* [Page excerpt]:
I experienced my first time leaving a job just recently. It was a job that I really, really loved. But, a lot of things in my life just went wrong, and I know I have to move forward, and move away. I know that for other people, leaving a job is a normal part of adulthood. But for me, it was a really difficult experience.
My superiors thought I was making decisions on a whim. This does not sound good, but I actually felt insulted. All my life, I never go about without layered plans. I pondered on my resignation for months. I mean, almost half a year. When I talked to my superiors, I was not asking for advice, motivation, privilege, nor permission—I was informing them of my decision.
I just dragged it for too long. You know, the things that held me back were pretty stupid, though.
Stay or leave
The dilemma between holding on and letting go is very unnerving. I was swerving between “I already did this for years” and “I can’t do this anymore.” No matter how many pros and cons I listed for each camp, there was always a reason to choose one over the other. The most difficult part of that dilemma is the projection of each choice. If I choose to stay, this would become of me three or five years. If I choose to quit, I would be traversing new grounds for a while but I would be this in three or five years. I invested a lot to ground myself here; it was almost unfathomable (at that time) to think of uprooting everything. For the most part, that dilemma really held me back. I knew I was just ruminating.
Fear of overcoming a fear
I was holding myself back from tendering my resignation letter, because I was afraid that when I finally do it, I will get desensitized by it. I felt like if I leave my job now, I can do it again in the future without remorse. The first time is the hardest, we say. I was afraid then, but I was getting anxious about the possible loss of fear afterwards. I mean, I have a habit of doorslamming people. I also left my family to live on my own. All without remorse. Once I overcome a fear, I lose it, and it is unhealthy. What else could I cry about? In the future, if I try on something and not like it, would I easily detach from it without regrets? Would anything else be fulfilling enough for me in the future? See, it’s such a stupid reason.

* [Given request A]: Rewrite the passage on leaving a job from "I experienced my" up to and including "of my decision.", swapping "superiors" for "managers".
* [Given request B]: Translate this sentence from the passage on leaving a job into Spanish: "I pondered on my resignation for months."
* [Given request C]: Please carry the reflection on leaving a job forward from its last sentence.

* [Given entries]:

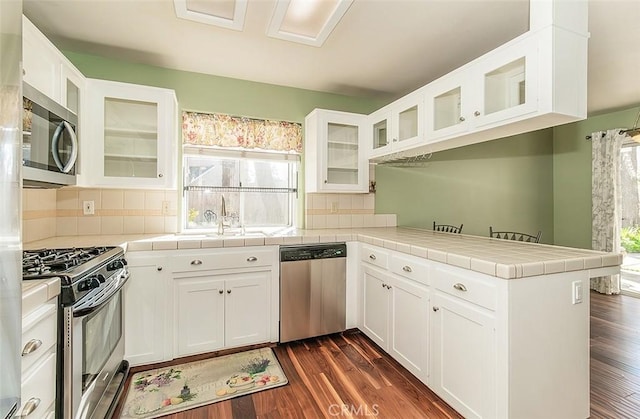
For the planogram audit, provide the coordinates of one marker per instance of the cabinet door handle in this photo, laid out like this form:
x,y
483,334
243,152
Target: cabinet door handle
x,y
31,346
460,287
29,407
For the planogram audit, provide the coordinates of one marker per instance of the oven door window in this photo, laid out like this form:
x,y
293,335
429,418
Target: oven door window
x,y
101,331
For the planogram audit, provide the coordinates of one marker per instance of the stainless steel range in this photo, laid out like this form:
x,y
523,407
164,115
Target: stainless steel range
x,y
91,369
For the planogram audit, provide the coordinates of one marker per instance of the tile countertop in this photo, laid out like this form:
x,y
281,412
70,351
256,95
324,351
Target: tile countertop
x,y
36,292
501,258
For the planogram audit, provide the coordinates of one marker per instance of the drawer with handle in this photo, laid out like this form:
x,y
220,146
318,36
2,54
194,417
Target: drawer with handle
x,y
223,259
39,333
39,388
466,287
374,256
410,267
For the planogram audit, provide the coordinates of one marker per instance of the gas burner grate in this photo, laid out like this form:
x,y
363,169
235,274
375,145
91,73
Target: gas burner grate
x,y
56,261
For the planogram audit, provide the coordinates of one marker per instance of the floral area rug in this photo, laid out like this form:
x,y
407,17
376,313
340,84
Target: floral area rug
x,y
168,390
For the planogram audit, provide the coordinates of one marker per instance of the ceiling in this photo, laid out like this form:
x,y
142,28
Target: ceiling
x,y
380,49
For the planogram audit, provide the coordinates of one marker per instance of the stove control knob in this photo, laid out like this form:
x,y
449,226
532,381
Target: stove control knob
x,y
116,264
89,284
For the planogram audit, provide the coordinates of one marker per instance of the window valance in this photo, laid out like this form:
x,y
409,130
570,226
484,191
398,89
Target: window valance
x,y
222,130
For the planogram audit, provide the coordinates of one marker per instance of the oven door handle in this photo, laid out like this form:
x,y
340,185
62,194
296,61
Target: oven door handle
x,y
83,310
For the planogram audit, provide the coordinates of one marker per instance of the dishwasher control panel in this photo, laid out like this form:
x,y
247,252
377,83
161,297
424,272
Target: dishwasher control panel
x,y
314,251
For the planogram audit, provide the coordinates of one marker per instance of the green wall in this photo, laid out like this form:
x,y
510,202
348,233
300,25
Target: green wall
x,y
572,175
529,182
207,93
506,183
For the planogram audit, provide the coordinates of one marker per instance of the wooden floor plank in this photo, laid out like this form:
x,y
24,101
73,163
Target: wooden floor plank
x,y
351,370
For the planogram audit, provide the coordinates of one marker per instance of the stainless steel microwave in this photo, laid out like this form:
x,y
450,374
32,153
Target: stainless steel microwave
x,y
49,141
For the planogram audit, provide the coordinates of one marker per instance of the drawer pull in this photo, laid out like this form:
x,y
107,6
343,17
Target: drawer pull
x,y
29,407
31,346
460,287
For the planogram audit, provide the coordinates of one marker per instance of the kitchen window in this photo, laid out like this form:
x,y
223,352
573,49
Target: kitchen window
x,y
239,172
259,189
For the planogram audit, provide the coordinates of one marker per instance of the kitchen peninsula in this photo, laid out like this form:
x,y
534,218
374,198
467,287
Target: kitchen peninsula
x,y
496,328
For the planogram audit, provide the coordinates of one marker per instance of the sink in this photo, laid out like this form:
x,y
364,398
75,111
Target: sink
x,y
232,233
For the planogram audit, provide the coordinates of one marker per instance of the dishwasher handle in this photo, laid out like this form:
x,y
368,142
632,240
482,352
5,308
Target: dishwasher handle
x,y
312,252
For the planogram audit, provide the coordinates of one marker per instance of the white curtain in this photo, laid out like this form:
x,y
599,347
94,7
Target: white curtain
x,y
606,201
...
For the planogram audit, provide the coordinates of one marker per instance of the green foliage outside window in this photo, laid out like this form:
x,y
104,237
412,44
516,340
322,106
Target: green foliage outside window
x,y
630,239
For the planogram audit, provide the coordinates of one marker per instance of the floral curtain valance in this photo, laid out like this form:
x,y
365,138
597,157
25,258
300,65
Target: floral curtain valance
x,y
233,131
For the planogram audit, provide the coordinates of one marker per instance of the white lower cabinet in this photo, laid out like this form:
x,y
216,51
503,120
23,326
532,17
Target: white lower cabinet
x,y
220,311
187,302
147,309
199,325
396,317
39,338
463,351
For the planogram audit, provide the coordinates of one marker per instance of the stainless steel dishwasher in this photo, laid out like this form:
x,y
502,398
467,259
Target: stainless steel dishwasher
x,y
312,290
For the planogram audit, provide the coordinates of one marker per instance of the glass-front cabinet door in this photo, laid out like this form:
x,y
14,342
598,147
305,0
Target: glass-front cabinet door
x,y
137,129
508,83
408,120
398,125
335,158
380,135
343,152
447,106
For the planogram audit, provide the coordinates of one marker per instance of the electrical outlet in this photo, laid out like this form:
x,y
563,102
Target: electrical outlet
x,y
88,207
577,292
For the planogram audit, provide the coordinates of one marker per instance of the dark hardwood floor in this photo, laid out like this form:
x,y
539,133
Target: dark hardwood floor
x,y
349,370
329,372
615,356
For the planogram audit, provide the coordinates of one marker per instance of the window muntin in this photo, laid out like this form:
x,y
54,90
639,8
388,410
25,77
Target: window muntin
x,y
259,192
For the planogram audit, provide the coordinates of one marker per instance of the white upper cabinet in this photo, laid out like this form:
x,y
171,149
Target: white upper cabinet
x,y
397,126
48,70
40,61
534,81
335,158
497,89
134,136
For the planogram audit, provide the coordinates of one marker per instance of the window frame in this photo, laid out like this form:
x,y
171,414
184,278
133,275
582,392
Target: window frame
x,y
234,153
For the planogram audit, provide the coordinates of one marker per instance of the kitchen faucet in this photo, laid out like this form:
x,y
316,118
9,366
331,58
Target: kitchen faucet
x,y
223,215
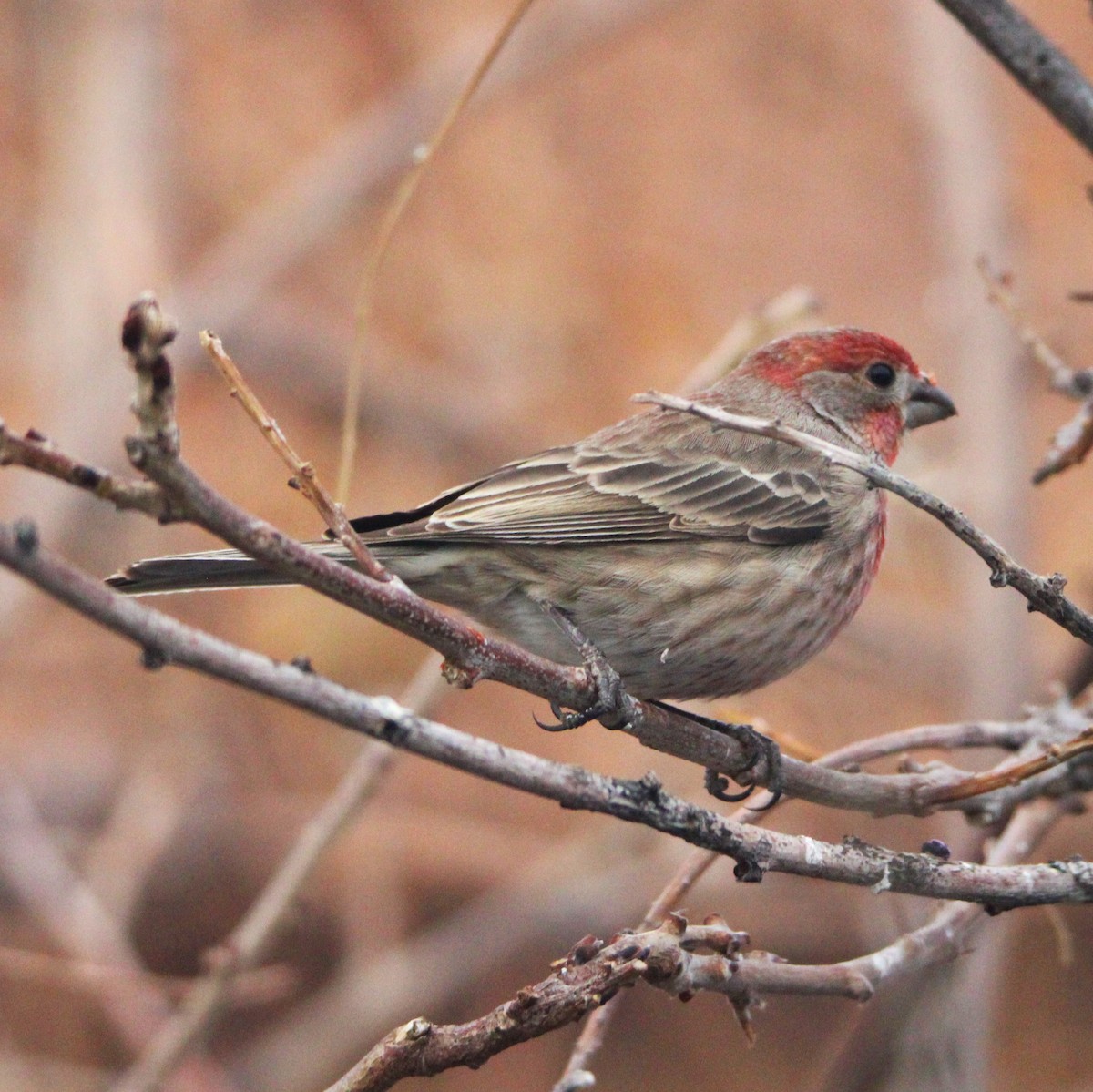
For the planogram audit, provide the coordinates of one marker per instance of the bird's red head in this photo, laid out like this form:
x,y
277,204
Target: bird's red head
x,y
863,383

* [Exercise output A]:
I experienced my first time leaving a job just recently. It was a job that I really, really loved. But, a lot of things in my life just went wrong, and I know I have to move forward, and move away. I know that for other people, leaving a job is a normal part of adulthood. But for me, it was a really difficult experience.
My managers thought I was making decisions on a whim. This does not sound good, but I actually felt insulted. All my life, I never go about without layered plans. I pondered on my resignation for months. I mean, almost half a year. When I talked to my managers, I was not asking for advice, motivation, privilege, nor permission—I was informing them of my decision.

* [Exercise output B]: Estuve meditando mi renuncia durante meses.

* [Exercise output C]:
Unnecessary values
Lastly, I was playing hero. I thought that if I left at that time I first thought of it, a lot of people would be affected. My already-heavy workload would be reallocated to the other people who also had already-heavy workload. I would get what I want, but I would pass burdens to others. I knew that that impact would greatly affect the efficiency of the whole system. Most importantly, I was already depressed, and I didn’t want anyone else to suffer like me. I am not even an Fe user. My moral compass failed me.
You see, when I was experiencing those things that held me back, I was ruminating every day. But, when I finally got out, and looked at them in retrospect, I realized they were such stupid reasons. For someone with high needs for self-care such as myself, those were so out-of-character. You need to get out of an echo chamber to hear real sounds.
I was working day and night, and also thinking about stay or leave. My brain was exhausted for two reasons at once. When my superiors told me, “You are not enjoying your job because you already imbibed that [quitting] mindset and it impairs your view,” they were actually not wrong.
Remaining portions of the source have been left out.